■ WHAT TO DO: Report, from the records below, every line where the word "window" appears.

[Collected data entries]
- - - - - - -
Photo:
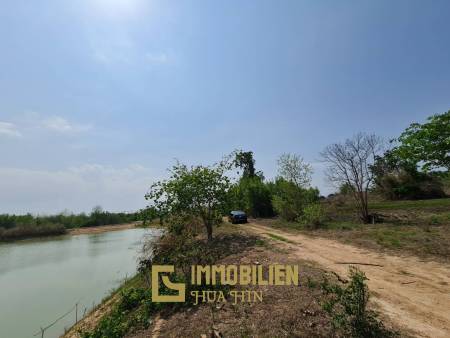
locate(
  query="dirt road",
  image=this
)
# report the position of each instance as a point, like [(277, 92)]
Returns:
- - - - - - -
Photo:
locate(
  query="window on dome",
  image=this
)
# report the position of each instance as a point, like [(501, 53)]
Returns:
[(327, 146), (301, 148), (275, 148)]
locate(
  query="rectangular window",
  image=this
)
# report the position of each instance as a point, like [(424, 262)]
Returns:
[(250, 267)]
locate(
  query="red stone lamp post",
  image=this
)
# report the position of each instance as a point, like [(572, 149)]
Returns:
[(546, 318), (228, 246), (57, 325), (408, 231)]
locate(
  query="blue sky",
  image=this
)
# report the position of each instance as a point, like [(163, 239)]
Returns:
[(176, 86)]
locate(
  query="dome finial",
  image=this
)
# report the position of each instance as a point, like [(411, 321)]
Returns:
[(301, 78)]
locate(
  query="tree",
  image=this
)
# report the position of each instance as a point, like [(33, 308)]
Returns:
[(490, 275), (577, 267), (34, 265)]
- - - - - - -
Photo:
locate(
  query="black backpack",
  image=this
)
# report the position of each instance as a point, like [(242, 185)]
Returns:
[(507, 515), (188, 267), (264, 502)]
- - - - - - -
■ ANSWER:
  query="window on dome",
  query="rectangular window",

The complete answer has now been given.